AIM: Return all of the entries exactly as written.

-- start of DATA SUPPLIED --

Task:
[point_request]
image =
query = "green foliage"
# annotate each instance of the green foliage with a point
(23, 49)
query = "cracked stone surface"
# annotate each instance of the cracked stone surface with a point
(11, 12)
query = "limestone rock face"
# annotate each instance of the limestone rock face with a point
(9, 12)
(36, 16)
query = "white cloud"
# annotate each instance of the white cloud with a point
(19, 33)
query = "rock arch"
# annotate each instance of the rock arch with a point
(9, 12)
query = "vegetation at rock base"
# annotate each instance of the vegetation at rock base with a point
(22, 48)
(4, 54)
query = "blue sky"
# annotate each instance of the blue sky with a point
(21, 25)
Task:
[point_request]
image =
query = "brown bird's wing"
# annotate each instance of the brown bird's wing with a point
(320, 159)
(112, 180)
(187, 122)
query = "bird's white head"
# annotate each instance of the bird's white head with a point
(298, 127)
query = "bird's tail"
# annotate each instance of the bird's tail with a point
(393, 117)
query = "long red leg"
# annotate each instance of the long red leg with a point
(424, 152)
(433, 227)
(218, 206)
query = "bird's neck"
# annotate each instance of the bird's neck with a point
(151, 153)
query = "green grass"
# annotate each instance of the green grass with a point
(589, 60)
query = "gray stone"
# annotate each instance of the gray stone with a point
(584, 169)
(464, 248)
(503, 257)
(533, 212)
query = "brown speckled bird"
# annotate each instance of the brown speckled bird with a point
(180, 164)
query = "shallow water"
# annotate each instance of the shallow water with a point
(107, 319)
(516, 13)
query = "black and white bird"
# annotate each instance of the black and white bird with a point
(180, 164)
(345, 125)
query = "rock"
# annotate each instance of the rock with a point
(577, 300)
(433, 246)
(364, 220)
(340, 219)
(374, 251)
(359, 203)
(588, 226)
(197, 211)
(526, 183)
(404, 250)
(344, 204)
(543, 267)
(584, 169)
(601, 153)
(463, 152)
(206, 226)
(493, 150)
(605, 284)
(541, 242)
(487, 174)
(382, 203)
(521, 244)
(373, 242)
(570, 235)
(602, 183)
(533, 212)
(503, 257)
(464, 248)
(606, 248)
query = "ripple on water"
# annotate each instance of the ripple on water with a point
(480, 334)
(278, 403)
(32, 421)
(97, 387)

-- end of DATA SUPPLIED --

TASK ANSWER:
Task:
[point_request]
image =
query = "green foliage"
# annotate each instance of the green foliage with a point
(23, 49)
query = "cracked stone surface"
# annotate each instance of the cracked stone surface with a point
(11, 12)
query = "limestone rock face"
# annotate each instance of the limestone rock face with a point
(9, 12)
(36, 16)
query = "white cloud"
# annotate each instance of the white cloud with a point
(19, 33)
query = "rock arch"
# annotate each instance of the rock arch with a point
(9, 12)
query = "vegetation at rock base"
# annotate each instance of the vegetation at rock base with a point
(22, 48)
(4, 54)
query = "blue sky"
# annotate each instance of the blue sky with a point
(21, 25)
Task:
[point_request]
image =
query = "brown bird's wing"
# annotate each instance of the brown bird's wing with a point
(320, 159)
(112, 180)
(187, 122)
query = "bird's white head"
# annotate each instance of the bird's white head with a point
(298, 127)
query = "bird's tail"
# annotate each instance of the bird's tail with a point
(393, 117)
query = "long red leg"
# annotate each instance of the long red leg with a point
(424, 152)
(433, 227)
(218, 206)
query = "bird's neck"
# annotate each instance of the bird's neck with a point
(151, 153)
query = "green grass"
# annotate each instance of the green grass with a point
(589, 60)
query = "gray stone"
# annotate each instance of the gray stone with a point
(584, 169)
(464, 248)
(503, 257)
(533, 212)
query = "brown speckled bird"
# annotate each instance of the brown speckled bird with a point
(180, 164)
query = "shallow water"
# annotate each instance of the shallow water with a point
(107, 319)
(516, 13)
query = "black and white bird"
# annotate each instance of the black and white bird with a point
(180, 164)
(345, 125)
query = "rock"
# annotate each instance of the rock with a point
(577, 300)
(433, 246)
(364, 220)
(340, 219)
(374, 251)
(359, 203)
(588, 226)
(197, 211)
(526, 183)
(404, 250)
(344, 204)
(543, 267)
(584, 169)
(601, 153)
(463, 152)
(206, 226)
(493, 150)
(605, 284)
(541, 242)
(487, 174)
(382, 203)
(521, 244)
(373, 242)
(570, 235)
(602, 183)
(533, 212)
(503, 257)
(464, 248)
(606, 248)
query = "ripple on water"
# annotate each instance of the ripple on water with a point
(480, 334)
(278, 403)
(32, 421)
(97, 387)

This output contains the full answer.